■ Selected passage ■
New Flow-Cytometry Technologies: From Rare-Cell Isolation to the Analysis of Single Extracellular Vesicles and Particles
Daniel Chiu, A. Bruce Montgomery Professor of Chemistry, University of Washington, United States of America

This presentation will describe two flow-based technologies we developed for the analysis of single rare cells and individual extracellular vesicles and particles. The first flow platform is a rare-cell isolation instrument, which is capable of operating in a rapid sequential sorting mode for isolating single rare cells with exceptionally high sensitivity and purity. The second flow instrument is a digital flow cytometer, capable of high-sensitivity analysis of individual extracellular vesicles and particles. I will outline the workings of these two new flow cytometry platforms, describe their performance, and discuss the clinical questions we are addressing with these next-generation technologies.

Functional Flow Cytometry with Lab on a Particle Technologies
Dino Di Carlo, Armond and Elena Hairapetian Chair in Engineering and Medicine, Professor and Vice Chair of Bioengineering, University of California-Los Angeles, United States of America

The ultimate limits of measurement in biology are the “quantum” units that convey information, e.g. single nucleic acids, proteins, and cells. Microfluidics has emerged as a powerful tool to compartmentalize single cells and molecules into sub-nanoliter droplets as individual bioreactors to enable sensitive detection and analysis down to this quantum limit. However, the current systems for quantum assays have not been widely adopted, partly due to the requirement of specialized instruments and microfluidic chips to generate uniform droplets and perform adequate manipulations.  I will discuss the platforms we are developing to perform quantum assays using standard flow cytometers and fluorescence activated cell sorters.  “Lab on a particle” technology enables functional screening of T cell receptors based on the cytokine secretion of single T cells, the selection of colonies of yeast or bacteria based on growth and the production of high value bio-products, and the development of directed evolution workflows for protein biosensors.

Automated Flow Cytometric Analysis Compatible Microphysiological Systems
Shuichi Takayama, Professor, Georgia Research Alliance Eminent Scholar, and Price Gilbert, Jr. Chair in Regenerative Engineering and Medicine Wallace H. Coulter Department of Biomedical Engineering, Georgia Institute of Technology & Emory University School of Medicine, United States of America

Many organs-on-a-chip and microphysiological systems (MPS) are too small to allow recovery of sufficient cells for convenient flow cytometric analysis. This presentation will describe transitioning of microfluidic organs-on-a-chip system to mesoscale systems compatible with automated flow cytometry. The presentation will describe some of the underlying engineering technologies along with accompanying biomedical applications of the technologies. Additionally, this presentation will discuss some of the standardization opportunities and challenges for these systems with example applications to lung diseases.

■ Tasks for this exercise ■
1. In the flow cytometry abstracts, what does the digital flow cytometer analyze with high sensitivity?
2. Quote the flow cytometry abstracts starting at "Many organs-on-a-chip and" and ending at "to lung diseases.".
3. Render this sentence from the flow cytometry abstracts in Spanish: "Many organs-on-a-chip and microphysiological systems (MPS) are too small to allow recovery of sufficient cells for convenient flow cytometric analysis."
You do not need the items.

■ Supplied material ■
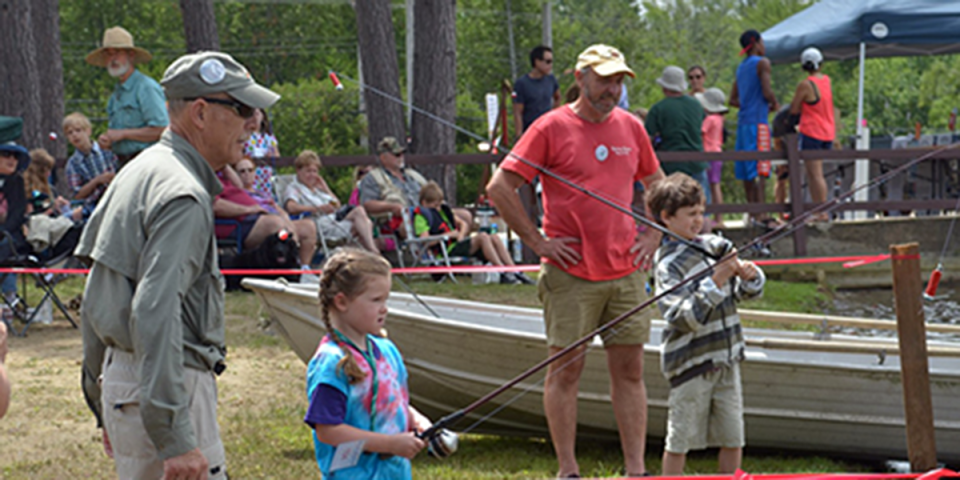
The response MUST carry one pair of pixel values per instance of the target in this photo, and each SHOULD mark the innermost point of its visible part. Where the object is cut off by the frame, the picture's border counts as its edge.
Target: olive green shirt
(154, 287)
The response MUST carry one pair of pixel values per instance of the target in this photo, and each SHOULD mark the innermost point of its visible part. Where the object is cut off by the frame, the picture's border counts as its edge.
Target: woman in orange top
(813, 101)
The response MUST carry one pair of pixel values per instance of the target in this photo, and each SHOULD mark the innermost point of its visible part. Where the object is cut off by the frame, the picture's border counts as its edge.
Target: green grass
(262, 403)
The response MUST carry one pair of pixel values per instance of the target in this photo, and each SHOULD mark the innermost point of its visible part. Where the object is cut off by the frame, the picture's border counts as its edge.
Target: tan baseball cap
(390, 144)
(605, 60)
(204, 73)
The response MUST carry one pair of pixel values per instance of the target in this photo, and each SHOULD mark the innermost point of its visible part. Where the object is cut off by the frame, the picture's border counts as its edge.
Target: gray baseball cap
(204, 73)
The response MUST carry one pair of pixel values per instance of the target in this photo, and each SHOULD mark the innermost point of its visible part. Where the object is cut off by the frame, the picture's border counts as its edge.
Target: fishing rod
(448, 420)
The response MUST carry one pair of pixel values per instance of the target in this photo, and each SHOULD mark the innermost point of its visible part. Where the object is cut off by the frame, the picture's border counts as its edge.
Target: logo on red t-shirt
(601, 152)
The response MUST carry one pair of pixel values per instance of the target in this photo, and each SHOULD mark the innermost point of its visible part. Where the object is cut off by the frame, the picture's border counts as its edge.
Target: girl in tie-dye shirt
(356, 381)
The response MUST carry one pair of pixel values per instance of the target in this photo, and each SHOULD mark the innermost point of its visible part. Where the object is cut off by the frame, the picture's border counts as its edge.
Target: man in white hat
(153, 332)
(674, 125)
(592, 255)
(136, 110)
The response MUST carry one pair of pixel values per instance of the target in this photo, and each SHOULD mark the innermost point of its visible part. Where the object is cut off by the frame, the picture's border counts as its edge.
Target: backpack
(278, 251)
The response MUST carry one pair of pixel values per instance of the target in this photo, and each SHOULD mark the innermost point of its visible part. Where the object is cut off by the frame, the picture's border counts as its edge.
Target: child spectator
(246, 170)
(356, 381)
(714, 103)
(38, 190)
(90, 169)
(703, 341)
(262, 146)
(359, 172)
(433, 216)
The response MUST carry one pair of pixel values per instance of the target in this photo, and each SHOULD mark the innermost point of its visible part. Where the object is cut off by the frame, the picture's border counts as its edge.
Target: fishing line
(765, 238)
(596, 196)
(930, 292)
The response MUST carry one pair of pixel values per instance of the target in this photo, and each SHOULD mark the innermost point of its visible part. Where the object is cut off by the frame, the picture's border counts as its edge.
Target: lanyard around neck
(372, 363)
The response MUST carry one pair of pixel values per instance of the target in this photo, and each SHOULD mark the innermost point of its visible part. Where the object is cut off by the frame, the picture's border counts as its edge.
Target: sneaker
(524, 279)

■ Responses per task ■
1. Individual extracellular vesicles and particles.

2.
Many organs-on-a-chip and microphysiological systems (MPS) are too small to allow recovery of sufficient cells for convenient flow cytometric analysis. This presentation will describe transitioning of microfluidic organs-on-a-chip system to mesoscale systems compatible with automated flow cytometry. The presentation will describe some of the underlying engineering technologies along with accompanying biomedical applications of the technologies. Additionally, this presentation will discuss some of the standardization opportunities and challenges for these systems with example applications to lung diseases.

3. Muchos órganos en un chip y sistemas microfisiológicos (MPS) son demasiado pequeños para permitir la recuperación de suficientes células para un análisis cómodo por citometría de flujo.